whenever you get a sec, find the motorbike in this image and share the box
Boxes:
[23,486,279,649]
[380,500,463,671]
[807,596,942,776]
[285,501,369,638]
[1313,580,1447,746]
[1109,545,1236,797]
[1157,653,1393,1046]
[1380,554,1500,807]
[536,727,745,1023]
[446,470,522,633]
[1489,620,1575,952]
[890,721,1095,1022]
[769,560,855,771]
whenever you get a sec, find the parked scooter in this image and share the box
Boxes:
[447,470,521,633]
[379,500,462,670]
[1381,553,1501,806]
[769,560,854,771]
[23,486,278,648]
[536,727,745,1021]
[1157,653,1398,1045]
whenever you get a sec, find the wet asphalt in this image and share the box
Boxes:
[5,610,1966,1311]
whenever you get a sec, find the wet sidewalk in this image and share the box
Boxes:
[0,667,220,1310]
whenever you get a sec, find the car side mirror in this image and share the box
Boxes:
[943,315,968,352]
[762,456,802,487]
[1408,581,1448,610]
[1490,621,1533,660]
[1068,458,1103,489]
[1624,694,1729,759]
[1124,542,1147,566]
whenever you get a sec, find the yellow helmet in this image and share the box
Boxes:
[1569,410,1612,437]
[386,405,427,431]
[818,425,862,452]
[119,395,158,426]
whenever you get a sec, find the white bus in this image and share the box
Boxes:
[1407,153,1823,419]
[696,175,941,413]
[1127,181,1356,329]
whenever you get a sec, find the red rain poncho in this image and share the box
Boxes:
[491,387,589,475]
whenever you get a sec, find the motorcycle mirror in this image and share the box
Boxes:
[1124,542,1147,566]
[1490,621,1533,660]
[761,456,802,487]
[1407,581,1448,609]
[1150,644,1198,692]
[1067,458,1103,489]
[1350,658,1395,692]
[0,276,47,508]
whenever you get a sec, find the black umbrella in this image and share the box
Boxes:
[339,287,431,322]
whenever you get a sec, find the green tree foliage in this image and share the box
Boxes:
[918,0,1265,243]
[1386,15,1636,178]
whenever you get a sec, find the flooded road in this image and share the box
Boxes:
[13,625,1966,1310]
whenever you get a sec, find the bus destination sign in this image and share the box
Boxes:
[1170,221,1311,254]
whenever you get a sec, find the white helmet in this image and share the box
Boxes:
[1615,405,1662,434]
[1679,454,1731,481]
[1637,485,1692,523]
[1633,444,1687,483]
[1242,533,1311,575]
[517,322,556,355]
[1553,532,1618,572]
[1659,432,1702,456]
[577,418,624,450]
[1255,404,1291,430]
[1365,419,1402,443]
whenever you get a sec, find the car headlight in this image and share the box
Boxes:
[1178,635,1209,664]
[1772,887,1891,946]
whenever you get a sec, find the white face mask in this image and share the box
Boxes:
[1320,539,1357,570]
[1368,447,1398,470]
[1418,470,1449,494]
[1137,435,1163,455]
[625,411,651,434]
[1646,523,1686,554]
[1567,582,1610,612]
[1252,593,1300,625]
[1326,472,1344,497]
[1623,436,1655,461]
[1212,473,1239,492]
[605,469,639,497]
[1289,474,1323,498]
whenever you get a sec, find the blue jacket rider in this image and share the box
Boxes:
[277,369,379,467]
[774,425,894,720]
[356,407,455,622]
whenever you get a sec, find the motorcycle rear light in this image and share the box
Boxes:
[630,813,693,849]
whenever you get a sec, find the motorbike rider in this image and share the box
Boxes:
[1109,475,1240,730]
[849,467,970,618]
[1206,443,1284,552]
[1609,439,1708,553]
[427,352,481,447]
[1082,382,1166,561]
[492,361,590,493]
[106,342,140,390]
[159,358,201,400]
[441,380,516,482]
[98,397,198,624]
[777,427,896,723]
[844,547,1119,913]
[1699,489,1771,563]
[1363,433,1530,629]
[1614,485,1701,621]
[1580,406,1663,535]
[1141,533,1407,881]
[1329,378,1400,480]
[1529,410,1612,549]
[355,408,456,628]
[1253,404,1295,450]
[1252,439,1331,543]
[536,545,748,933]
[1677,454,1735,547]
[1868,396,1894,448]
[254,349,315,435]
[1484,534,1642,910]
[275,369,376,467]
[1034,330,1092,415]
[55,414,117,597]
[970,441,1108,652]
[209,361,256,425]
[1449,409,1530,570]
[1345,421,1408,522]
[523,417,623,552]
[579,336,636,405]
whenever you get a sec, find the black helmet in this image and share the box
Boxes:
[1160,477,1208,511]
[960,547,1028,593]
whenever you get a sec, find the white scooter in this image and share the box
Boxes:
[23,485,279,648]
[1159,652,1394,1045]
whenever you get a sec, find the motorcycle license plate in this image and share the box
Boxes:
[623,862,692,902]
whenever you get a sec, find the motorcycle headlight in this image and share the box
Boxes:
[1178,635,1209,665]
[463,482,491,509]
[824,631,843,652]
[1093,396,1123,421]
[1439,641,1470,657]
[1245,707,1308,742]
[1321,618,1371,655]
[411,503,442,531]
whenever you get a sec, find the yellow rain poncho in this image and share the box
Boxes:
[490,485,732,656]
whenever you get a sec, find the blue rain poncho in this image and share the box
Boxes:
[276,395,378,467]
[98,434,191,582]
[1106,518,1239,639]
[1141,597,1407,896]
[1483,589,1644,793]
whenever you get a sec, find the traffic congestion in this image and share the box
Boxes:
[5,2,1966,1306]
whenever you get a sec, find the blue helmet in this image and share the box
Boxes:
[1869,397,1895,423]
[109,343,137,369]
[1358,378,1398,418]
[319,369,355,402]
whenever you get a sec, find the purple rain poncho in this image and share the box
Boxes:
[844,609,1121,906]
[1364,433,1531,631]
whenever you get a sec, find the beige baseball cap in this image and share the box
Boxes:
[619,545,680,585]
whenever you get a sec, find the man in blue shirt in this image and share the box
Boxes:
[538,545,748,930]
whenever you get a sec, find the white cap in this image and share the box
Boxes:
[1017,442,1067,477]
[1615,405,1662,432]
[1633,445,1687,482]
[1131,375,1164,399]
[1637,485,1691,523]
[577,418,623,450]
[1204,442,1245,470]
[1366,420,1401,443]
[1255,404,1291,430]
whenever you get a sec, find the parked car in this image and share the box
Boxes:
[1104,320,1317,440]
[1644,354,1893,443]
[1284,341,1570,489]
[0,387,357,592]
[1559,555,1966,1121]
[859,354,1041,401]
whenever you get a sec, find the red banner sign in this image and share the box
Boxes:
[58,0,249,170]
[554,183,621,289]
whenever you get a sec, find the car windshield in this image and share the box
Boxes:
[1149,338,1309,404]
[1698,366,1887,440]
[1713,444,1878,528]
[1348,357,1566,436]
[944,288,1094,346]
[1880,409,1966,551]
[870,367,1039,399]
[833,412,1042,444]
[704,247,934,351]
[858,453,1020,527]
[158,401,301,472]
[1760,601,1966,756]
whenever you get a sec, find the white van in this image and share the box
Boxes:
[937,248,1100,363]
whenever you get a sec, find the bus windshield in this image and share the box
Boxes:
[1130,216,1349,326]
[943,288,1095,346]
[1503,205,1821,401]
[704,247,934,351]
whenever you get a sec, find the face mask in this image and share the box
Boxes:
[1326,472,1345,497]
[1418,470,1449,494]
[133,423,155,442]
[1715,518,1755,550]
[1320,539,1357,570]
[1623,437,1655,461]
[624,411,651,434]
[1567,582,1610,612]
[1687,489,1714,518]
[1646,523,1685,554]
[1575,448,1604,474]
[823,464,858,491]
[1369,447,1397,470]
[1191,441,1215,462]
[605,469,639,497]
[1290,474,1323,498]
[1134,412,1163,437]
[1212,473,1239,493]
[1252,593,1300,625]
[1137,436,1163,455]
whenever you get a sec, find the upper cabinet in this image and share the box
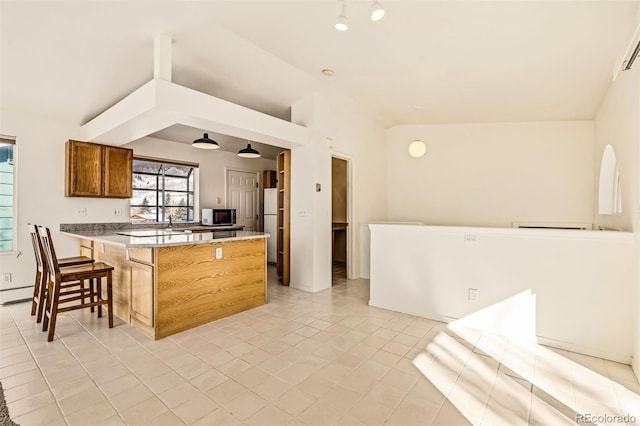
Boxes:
[103,145,133,197]
[65,140,132,198]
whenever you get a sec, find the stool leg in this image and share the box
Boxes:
[35,272,47,324]
[30,270,41,316]
[97,278,103,318]
[47,279,61,342]
[107,271,113,329]
[90,278,95,313]
[42,278,52,332]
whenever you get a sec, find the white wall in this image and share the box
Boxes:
[592,64,640,380]
[369,224,635,363]
[125,137,276,211]
[290,90,387,291]
[386,121,595,228]
[0,110,98,298]
[593,67,639,232]
[0,111,274,300]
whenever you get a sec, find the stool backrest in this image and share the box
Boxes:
[37,226,60,279]
[28,223,45,273]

DIRECTIONS: A single number is needed: the count of lines in the records that include "sign".

EXERCISE OUTPUT: 2